**Text shown:**
Unique design eliminates delay in treatment
Because of the resources from the Moon Shots Program, as well as the trial’s unique design, patients who enroll in ARTEMIS typically undergo a biopsy within two to three days of consenting for the trial, and start chemotherapy immediately.
“One of the beauties of this trial is that the patient doesn’t have to wait for the result of the molecular profiling to start treatment,” Moulder says. “The patient can start therapy, and by the time we need to make a decision after the first phase of treatment, we have that information to decide next steps.”
If a patient’s tumor is chemotherapy sensitive, she will continue with the AC chemotherapy, but if the tumor is chemotherapy insensitive, the patient is offered the opportunity to participate in one of the following four non-randomized, single-arm therapeutic clinical trials linked to ARTEMIS:
Study #2015-0488combines chemotherapy with a drug that blocks the androgen receptor, which is present in 15 to 20 percent of all TNBC.
Study #2015-0087is exploring the combination of a VEGFr inhibitor, an mTOR inhibitor and chemotherapy.

**What is being asked:** Transcribe everything in the ARTEMIS trial passage from "If a patient’s" down to "of all TNBC.". The entries that come next are separate material and have no connection to the ARTEMIS trial passage.

**Record extracts:**
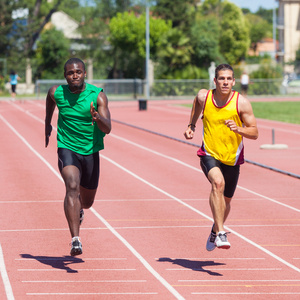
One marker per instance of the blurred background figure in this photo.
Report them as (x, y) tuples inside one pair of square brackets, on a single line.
[(13, 76), (244, 83)]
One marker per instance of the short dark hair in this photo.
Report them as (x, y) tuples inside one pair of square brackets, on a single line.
[(74, 60), (222, 67)]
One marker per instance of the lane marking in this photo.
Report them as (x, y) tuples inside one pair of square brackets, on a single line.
[(142, 227), (84, 281), (81, 270), (241, 280), (202, 214), (87, 294), (133, 251), (213, 293), (224, 269), (198, 170), (5, 279)]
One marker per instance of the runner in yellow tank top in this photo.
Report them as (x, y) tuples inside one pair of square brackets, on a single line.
[(218, 140), (227, 118)]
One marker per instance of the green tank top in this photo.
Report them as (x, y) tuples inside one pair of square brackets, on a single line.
[(74, 125)]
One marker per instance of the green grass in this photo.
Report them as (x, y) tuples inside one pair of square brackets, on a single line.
[(286, 111)]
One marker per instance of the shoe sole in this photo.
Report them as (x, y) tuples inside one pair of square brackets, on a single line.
[(76, 251), (224, 247)]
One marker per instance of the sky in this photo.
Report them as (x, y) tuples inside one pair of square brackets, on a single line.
[(254, 5)]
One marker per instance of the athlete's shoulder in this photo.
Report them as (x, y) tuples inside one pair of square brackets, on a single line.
[(92, 87), (202, 94)]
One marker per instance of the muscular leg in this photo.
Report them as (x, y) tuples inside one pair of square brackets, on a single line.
[(220, 206), (87, 197), (72, 203)]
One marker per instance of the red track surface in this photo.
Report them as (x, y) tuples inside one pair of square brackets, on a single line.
[(145, 236)]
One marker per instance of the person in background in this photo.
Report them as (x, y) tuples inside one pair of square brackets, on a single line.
[(227, 119), (244, 83), (83, 121), (14, 77)]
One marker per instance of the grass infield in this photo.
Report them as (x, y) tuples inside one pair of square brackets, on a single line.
[(288, 112)]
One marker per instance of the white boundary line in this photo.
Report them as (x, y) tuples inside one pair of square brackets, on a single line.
[(5, 279), (169, 287), (204, 215), (198, 170), (144, 262)]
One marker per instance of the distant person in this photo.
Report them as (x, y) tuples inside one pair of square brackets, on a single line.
[(244, 83), (227, 118), (13, 76), (83, 121)]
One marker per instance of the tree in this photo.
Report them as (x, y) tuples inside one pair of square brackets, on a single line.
[(259, 28), (127, 38), (181, 13), (52, 53), (205, 35), (175, 53)]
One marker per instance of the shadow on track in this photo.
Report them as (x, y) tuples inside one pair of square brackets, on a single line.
[(193, 264), (61, 263)]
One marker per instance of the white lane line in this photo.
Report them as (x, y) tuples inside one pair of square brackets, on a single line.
[(213, 293), (138, 256), (198, 170), (202, 214), (86, 294), (224, 269), (84, 281), (79, 270), (5, 279), (169, 287), (239, 280), (69, 259)]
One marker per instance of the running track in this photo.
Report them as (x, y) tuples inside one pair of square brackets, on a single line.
[(145, 236)]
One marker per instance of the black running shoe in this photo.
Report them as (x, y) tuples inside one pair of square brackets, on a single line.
[(76, 248), (221, 240), (210, 244), (81, 216)]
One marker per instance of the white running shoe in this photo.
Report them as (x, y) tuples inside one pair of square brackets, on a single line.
[(76, 248), (221, 240), (210, 244)]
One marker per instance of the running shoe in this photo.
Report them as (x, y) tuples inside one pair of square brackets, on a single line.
[(210, 244), (76, 248), (81, 216), (221, 240)]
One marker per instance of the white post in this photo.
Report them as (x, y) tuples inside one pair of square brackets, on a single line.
[(147, 51)]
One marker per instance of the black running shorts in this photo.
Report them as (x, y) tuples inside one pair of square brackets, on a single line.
[(230, 173), (88, 166)]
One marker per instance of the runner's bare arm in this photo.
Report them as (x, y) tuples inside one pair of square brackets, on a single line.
[(195, 113), (249, 130), (102, 115), (50, 106)]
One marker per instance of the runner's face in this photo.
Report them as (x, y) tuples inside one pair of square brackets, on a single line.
[(74, 75), (225, 81)]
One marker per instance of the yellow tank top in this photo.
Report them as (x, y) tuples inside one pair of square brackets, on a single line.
[(218, 140)]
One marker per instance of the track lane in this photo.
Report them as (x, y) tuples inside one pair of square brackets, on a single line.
[(179, 235)]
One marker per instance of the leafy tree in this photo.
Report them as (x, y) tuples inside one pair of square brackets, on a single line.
[(259, 28), (52, 53), (127, 37), (205, 35), (234, 37), (175, 53), (181, 13)]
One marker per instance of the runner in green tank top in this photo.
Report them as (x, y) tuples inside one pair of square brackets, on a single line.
[(83, 121)]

**Reply to the task:**
If a patient’s tumor is chemotherapy sensitive, she will continue with the AC chemotherapy, but if the tumor is chemotherapy insensitive, the patient is offered the opportunity to participate in one of the following four non-randomized, single-arm therapeutic clinical trials linked to ARTEMIS:
Study #2015-0488combines chemotherapy with a drug that blocks the androgen receptor, which is present in 15 to 20 percent of all TNBC.